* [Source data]
--*--

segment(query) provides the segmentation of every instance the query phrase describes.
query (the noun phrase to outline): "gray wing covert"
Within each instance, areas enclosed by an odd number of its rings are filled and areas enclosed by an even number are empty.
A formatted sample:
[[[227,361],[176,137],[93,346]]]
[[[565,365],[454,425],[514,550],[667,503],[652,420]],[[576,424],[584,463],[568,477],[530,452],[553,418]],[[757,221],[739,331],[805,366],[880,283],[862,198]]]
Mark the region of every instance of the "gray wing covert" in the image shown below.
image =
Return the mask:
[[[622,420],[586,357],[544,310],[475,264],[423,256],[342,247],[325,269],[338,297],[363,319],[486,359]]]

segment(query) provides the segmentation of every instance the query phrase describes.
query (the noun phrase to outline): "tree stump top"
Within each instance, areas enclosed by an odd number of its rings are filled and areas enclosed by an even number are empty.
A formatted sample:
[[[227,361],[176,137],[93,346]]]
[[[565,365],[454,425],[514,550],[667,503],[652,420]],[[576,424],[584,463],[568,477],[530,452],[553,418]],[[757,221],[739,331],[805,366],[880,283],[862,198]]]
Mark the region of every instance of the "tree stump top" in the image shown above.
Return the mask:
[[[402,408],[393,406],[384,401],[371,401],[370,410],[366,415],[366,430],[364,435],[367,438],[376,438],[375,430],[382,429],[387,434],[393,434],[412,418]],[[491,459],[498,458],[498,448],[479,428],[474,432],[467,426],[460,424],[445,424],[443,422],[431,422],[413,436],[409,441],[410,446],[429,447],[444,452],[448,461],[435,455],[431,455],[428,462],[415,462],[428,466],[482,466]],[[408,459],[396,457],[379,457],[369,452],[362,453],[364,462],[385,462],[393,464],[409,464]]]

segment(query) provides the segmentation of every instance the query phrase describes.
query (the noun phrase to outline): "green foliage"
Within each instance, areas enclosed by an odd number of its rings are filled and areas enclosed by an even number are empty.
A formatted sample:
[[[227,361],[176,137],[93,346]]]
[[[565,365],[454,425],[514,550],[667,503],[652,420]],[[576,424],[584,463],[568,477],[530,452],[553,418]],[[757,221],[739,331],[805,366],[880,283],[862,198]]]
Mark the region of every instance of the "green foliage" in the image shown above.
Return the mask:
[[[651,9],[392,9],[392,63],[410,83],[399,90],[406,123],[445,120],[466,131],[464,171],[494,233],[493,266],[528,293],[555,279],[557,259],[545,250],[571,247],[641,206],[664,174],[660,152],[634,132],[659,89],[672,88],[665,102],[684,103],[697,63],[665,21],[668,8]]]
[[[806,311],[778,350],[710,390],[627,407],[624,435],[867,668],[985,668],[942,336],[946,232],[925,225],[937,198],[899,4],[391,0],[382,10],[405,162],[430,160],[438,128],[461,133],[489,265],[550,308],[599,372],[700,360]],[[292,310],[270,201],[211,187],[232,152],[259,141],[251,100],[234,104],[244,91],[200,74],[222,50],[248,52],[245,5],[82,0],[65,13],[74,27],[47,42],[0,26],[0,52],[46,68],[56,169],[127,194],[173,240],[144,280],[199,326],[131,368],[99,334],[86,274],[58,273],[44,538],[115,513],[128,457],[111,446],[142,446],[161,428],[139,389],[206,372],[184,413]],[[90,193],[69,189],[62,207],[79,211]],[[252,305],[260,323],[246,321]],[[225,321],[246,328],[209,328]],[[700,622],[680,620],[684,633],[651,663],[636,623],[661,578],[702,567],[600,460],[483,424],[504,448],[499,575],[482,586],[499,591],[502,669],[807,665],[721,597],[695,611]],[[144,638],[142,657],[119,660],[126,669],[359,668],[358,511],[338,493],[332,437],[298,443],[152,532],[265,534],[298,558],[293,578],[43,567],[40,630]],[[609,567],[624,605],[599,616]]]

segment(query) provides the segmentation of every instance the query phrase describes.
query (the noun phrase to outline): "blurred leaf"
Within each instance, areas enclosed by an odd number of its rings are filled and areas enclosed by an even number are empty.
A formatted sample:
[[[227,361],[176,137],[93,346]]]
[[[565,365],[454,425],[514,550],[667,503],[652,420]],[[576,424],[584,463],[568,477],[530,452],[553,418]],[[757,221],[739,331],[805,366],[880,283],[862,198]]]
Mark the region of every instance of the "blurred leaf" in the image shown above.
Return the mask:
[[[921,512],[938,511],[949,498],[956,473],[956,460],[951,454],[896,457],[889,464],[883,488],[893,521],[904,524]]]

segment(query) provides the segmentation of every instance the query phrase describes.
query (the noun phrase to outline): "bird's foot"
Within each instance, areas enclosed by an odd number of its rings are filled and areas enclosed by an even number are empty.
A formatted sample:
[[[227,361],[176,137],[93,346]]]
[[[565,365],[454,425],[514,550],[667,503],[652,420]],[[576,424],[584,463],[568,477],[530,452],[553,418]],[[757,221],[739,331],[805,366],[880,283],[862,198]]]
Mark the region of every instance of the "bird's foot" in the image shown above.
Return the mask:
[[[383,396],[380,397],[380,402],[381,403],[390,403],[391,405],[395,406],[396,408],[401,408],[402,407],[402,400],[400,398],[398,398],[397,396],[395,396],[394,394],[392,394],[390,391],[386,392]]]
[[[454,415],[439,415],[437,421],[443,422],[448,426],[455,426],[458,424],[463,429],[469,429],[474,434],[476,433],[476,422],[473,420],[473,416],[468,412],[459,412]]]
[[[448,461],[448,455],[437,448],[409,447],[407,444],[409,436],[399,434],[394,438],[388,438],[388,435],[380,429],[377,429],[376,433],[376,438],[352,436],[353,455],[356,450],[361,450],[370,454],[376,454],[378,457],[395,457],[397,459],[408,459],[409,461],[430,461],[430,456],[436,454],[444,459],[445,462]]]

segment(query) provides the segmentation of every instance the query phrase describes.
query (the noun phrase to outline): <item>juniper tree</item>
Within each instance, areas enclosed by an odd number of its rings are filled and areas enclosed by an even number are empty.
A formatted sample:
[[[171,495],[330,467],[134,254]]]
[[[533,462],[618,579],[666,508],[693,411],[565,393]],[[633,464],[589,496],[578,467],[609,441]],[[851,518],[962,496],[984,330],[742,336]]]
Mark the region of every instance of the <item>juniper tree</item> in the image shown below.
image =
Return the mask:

--*--

* [THE PROBLEM] An exact repeat of all the records is required.

* [EXERCISE RESPONSE]
segment(query) provides the segmentation of every instance the query phrase describes.
query (the noun phrase to outline): "gray wing covert"
Within each instance, areas enclosed by an odd number of its rings are filled and areas enclosed by an even number are empty.
A formatted sample:
[[[227,361],[176,137],[93,346]]]
[[[565,365],[454,425],[514,550],[667,503],[652,420]],[[576,424],[584,463],[568,477],[530,452],[553,418]],[[757,221],[739,331],[805,366],[880,283],[862,198]]]
Mark the region of every instance of the "gray wing covert" in the image shown below.
image =
Return the mask:
[[[622,420],[586,357],[544,310],[475,264],[423,256],[342,247],[325,269],[338,297],[363,319],[486,359]]]

segment(query) provides the segmentation of every instance the query phrase describes.
query (the noun phrase to outline): "tree stump top"
Within each instance, areas enclosed by an odd number of its rings are filled and areas enclosed by an even number are empty.
A formatted sample:
[[[227,361],[176,137],[93,346]]]
[[[565,365],[454,425],[514,550],[667,503],[652,420]],[[576,424],[584,463],[568,477],[530,452],[553,418]],[[757,221],[739,331],[805,366],[880,283],[862,198]]]
Mark the region of every instance of the "tree stump top" in the image shown above.
Return the mask:
[[[402,408],[393,406],[384,401],[371,401],[370,410],[366,415],[366,430],[364,435],[367,438],[376,438],[375,430],[382,429],[387,434],[393,434],[412,418]],[[491,459],[498,458],[498,448],[479,428],[474,432],[467,426],[460,424],[445,424],[443,422],[431,422],[413,436],[409,441],[410,446],[429,447],[444,452],[448,461],[435,455],[431,455],[428,462],[415,462],[428,466],[482,466]],[[408,459],[396,457],[379,457],[369,452],[362,453],[364,462],[385,462],[393,464],[409,464]]]

segment(query) provides the segmentation of every instance the query phrase describes.
query (the noun phrase to outline): "green foliage"
Within each instance, areas enclosed by an odd number of its rings are filled and areas enclosed by an even number are empty.
A formatted sample:
[[[227,361],[176,137],[93,346]]]
[[[565,365],[454,425],[514,550],[667,503],[652,420]],[[576,424],[584,463],[568,477],[530,452],[553,418]],[[757,221],[739,331],[805,366],[880,283],[862,198]]]
Mark the region of every instance of the "green foliage" in the image shown above.
Return the mask:
[[[651,9],[392,9],[392,63],[410,83],[399,90],[406,123],[445,120],[466,131],[464,171],[494,233],[493,266],[528,293],[555,279],[557,259],[545,250],[571,247],[641,206],[664,174],[660,152],[634,132],[659,89],[672,88],[665,102],[684,103],[697,63],[665,21],[668,8]]]
[[[806,311],[778,350],[710,390],[627,407],[624,435],[867,668],[985,668],[942,336],[946,232],[925,225],[937,198],[899,4],[391,0],[382,10],[405,162],[430,160],[438,128],[461,133],[489,265],[550,308],[599,372],[700,360]],[[292,310],[270,201],[211,187],[232,152],[259,141],[251,100],[234,104],[244,91],[200,74],[222,50],[248,52],[245,5],[82,0],[65,13],[74,27],[47,42],[0,26],[0,52],[46,68],[56,169],[127,194],[173,240],[144,280],[199,326],[131,368],[99,334],[86,274],[58,273],[44,538],[115,513],[128,457],[111,446],[142,446],[161,428],[139,389],[206,372],[184,413]],[[90,193],[69,189],[62,207],[79,211]],[[252,305],[260,323],[246,321]],[[225,321],[246,328],[209,328]],[[700,622],[680,620],[684,633],[651,663],[636,623],[661,578],[702,567],[600,460],[483,424],[504,448],[499,575],[482,586],[499,591],[502,669],[807,665],[721,597],[695,611]],[[144,638],[142,657],[119,660],[126,669],[359,668],[358,511],[338,493],[332,437],[298,443],[152,532],[265,534],[298,558],[293,578],[43,567],[40,630]],[[609,567],[624,605],[599,616]]]

segment(query) provides the segmentation of every instance the query phrase describes.
query (the noun phrase to outline): "blurred leaf"
Within each instance, areas enclosed by an odd number of its rings are filled and areas enclosed by an even number are empty.
A formatted sample:
[[[227,361],[176,137],[93,346]]]
[[[565,365],[454,425],[514,550],[667,503],[652,420]],[[576,424],[584,463],[568,477],[530,452],[553,418]],[[757,221],[739,331],[805,366],[880,283],[862,198]]]
Mark the region of every instance of the "blurred leaf" in the image shown above.
Return the mask:
[[[921,512],[938,511],[949,498],[956,473],[956,460],[951,454],[896,457],[889,464],[883,488],[893,521],[904,524]]]

segment(query) provides the segmentation of every instance the query phrase describes.
query (the noun phrase to outline): "bird's foot"
Within each instance, areas enclosed by an odd number of its rings are filled and areas enclosed by an even number are empty.
A formatted sample:
[[[227,361],[176,137],[93,346]]]
[[[565,365],[454,425],[514,550],[667,503],[652,420]],[[576,424],[584,463],[568,477],[530,452],[553,418]],[[757,221],[739,331],[805,366],[880,283],[862,198]]]
Mark the region of every instance of the "bird's foot" in the image shown above.
Return the mask:
[[[383,396],[380,397],[380,402],[381,403],[390,403],[391,405],[395,406],[396,408],[401,408],[402,407],[402,400],[400,398],[398,398],[397,396],[395,396],[394,394],[392,394],[390,391],[386,392]]]
[[[454,415],[439,415],[437,421],[443,422],[448,426],[455,426],[458,424],[463,429],[469,429],[474,434],[476,433],[476,422],[473,420],[473,416],[468,412],[459,412]]]
[[[448,461],[448,455],[437,448],[409,447],[407,444],[409,436],[399,434],[394,438],[388,438],[388,435],[380,429],[377,429],[376,433],[376,438],[352,436],[353,455],[356,450],[361,450],[370,454],[376,454],[378,457],[395,457],[397,459],[408,459],[409,461],[430,461],[430,456],[436,454],[444,459],[445,462]]]

segment(query) provides the segmentation of every instance the query phrase describes.
query (the noun phrase to outline): <item>juniper tree</item>
Within each instance, areas enclosed by an odd number of its rings are filled and areas enclosed by an even number are empty.
A formatted sample:
[[[171,495],[330,467],[134,254]]]
[[[533,462],[618,579],[666,508],[693,411],[565,393]],[[633,464],[589,496],[578,467],[609,441]],[[851,518],[962,496],[984,330],[742,336]]]
Mark the region of every instance of the <item>juniper tree</item> in the image shown below.
image =
Return the mask:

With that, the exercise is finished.